SELECTED EXTRACT:

= Beginning of Section =

New Mods -Need Opinions Please

Discussion in 'Side Fire Box' started by txsully, Nov 23, 2011.

  1. I have done some mods to my NB offset and am a little worried about materials and introducing chemicals into the smoke in the cooking chamber.  I used some zinc nuts and bolts for posts to create a new grate level - will there be any toxin introduced into the cooking chamber by using zinc?  Also, I got some 1/4" steel plates to use for tuning plates but they were primed/painted - I stripped the primer with Strip-eeze then washed the plates with dishsoap and water.  The Strip-eeze is supposed to be rinsed with water and thats what I did prior to the dishsoap and water - should I worry at all about faint traces of primer (very tiny amount) and any remnants of the strip-eeze, again probably tiny amounts, on the plates, once heated in the cooking chamber?  Of course, bear in mind temp in the smoker will usually be 225.  I have coated all the new parts with spray vegetable oil and the smoker is "curing" with a small amount of charcoal and wood right now.  All opinions are welcome.  Thanks.  Here's some pictures:


  2. michael ark

    michael ark Master of the Pit

    I'd take them off put them in my chimney starter with the nuts on the bolts and torch[​IMG] them.Allow to cool spray with Pam and reinstall.

= End of Section =

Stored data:
= Beginning of Section =

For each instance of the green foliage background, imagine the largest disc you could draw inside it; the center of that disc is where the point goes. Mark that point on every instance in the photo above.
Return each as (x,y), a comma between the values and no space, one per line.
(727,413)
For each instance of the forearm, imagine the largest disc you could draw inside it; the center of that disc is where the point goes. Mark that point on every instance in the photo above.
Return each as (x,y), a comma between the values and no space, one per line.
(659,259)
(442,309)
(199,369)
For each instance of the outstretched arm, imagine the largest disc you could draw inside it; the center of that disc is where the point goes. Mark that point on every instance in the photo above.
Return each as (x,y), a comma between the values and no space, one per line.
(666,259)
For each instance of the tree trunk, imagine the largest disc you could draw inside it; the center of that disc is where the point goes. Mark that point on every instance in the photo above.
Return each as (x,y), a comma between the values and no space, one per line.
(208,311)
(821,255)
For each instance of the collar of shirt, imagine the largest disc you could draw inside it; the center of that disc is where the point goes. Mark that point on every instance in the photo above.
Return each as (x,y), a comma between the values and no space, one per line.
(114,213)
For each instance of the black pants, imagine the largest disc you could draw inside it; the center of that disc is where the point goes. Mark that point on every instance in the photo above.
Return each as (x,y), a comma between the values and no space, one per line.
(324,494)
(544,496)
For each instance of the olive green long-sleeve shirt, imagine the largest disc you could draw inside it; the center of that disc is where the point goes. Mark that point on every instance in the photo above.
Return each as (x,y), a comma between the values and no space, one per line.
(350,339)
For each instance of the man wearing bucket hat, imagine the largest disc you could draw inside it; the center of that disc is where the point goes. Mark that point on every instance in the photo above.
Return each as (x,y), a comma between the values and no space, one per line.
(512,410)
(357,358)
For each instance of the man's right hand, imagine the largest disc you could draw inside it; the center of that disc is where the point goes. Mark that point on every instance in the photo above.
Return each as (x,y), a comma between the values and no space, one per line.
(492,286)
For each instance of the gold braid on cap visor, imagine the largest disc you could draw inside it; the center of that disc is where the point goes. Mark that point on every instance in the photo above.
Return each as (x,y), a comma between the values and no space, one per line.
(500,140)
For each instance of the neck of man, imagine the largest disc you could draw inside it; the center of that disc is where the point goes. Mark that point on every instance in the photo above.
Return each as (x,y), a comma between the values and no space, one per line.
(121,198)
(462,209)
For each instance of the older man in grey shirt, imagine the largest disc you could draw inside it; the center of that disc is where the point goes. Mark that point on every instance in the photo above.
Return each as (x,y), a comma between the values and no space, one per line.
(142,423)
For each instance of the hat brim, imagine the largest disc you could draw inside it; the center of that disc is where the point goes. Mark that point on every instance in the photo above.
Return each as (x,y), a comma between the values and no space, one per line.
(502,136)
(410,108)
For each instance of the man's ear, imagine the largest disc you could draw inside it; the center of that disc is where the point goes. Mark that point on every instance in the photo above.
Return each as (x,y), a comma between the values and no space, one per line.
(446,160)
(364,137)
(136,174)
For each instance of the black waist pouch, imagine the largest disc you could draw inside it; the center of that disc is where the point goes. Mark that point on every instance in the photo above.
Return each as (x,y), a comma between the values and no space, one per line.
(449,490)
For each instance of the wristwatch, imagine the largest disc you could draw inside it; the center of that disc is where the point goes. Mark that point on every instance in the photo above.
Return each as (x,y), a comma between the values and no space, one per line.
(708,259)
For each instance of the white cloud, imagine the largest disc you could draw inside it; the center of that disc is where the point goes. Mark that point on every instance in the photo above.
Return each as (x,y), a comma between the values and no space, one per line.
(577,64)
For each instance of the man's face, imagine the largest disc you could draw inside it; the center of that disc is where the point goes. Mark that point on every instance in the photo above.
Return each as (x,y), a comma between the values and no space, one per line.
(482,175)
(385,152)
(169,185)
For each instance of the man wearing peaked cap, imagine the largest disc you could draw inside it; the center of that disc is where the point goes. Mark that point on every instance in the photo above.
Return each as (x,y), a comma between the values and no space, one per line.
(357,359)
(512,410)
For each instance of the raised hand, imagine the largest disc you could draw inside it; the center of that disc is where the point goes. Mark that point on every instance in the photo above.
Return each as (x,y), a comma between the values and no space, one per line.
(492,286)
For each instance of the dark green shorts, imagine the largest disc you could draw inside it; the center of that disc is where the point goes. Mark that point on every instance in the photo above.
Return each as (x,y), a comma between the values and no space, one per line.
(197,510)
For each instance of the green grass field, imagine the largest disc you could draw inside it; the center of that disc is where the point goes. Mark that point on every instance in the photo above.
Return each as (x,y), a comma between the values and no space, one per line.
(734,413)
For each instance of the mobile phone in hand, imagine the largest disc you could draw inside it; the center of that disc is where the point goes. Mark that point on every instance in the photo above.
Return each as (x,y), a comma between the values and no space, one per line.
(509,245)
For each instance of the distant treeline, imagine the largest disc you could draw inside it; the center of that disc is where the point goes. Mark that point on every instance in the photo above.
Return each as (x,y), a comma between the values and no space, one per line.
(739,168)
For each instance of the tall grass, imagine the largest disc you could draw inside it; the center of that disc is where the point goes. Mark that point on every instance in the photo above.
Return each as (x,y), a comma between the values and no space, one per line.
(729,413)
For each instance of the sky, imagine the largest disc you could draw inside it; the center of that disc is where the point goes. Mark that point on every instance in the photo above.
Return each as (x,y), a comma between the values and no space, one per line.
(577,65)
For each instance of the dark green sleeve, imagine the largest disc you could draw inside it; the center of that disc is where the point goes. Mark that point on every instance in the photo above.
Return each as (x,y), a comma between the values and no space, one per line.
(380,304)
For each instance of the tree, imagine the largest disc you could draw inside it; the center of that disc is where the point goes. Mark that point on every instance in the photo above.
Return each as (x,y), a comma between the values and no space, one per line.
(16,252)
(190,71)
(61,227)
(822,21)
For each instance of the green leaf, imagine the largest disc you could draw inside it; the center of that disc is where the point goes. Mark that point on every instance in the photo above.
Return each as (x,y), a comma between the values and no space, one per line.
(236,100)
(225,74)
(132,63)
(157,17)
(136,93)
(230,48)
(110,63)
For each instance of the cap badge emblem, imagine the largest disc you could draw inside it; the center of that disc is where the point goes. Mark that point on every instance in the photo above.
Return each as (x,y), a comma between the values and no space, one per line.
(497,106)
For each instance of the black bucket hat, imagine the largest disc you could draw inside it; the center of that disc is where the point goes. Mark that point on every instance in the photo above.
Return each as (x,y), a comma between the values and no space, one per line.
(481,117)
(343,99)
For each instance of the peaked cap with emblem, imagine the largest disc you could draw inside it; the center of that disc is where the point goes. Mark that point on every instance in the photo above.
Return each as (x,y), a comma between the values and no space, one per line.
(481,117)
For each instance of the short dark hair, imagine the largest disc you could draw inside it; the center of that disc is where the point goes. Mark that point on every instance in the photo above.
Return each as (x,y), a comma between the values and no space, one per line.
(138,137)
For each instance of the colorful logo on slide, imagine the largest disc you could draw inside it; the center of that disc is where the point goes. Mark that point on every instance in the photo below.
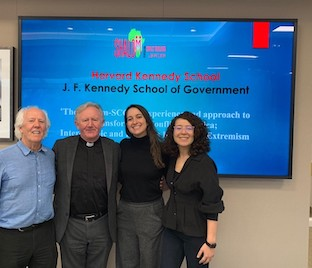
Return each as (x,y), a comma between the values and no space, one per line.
(131,47)
(137,40)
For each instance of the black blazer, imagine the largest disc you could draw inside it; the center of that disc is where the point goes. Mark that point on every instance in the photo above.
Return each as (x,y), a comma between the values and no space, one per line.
(65,150)
(195,196)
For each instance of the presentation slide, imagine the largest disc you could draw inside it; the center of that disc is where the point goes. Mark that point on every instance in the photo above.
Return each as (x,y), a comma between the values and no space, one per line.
(237,75)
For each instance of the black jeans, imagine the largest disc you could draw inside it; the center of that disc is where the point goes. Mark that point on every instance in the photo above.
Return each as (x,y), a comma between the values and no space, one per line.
(35,248)
(176,245)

= End of Section =

WHAT TO DO:
[a] In the smoker forum thread above, do the following statements agree with the text? (i) The primer was removed with Strip-eeze before the plates were washed with dish soap and water. (ii) The smoker usually runs at 250 degrees. (iii) The reply recommends spraying the parts with Pam before reinstalling them. For each, answer yes or no and quote the words of the thread that decide it.
[b] Carry on the smoker forum thread from the point where it stops.

WRITTEN RESPONSES:
[a]
(i) Yes: "I stripped the primer with Strip-eeze then washed the plates with dishsoap and water"
(ii) No: "temp in the smoker will usually be 225"
(iii) Yes: "Allow to cool spray with Pam and reinstall."

[b]
  3. boykjo

    boykjo Sausage maker Staff Member Moderator Group Lead OTBS Member

    you'll be fine........ if your heats doesnt cause the coating to become a vapor it will not hurt you and at 225 i dont think that will happen...... Take your plates out and get a good hot fire somewhere and throw them into the fire and burn them.. This will assure you no residue will be left on them

    Hope this helps and happy smoking

  4. nwdave

    nwdave Master of the Pit SMF Premier Member

    A suggestion perhaps.  Addressing your zinc coated bolts.  When I was making modifications to my WSM and adding a third shelf, I bought stainless steel rods, cut to length and capped them where they rest on the outside of the smoker.  The rods then span across the interior of the smoker, side to side. The new factory made shelf then rests on the rods.  Thus, the shelf rests completely on the rods, much better support.  The rods are 3/8's, and for our purposes stronger than we'd need for smoking meat.  The zinc coated bolts present two problems to my thinking.  Generally, I shun any form of zinc inside the smoking chamber just because of the likely hood of zinc fumes contaminating the meat.  I smoke for quite a few people when we having a family gathering and the last thing I want to do is take chance, even the slimmest of chances of poisoning a family member.  The bolts you use:  they look like they're 1/4-20.  With the heat of the flames cycling and then back to cold (when done cooking, will put stress on the bolts, to the point that they'll eventually sheer snap when loaded down with a heavy chunk of meat.  Not right away of course, but Murphy's law says it will be when you finally got your best Brisket finally done and ready to remove.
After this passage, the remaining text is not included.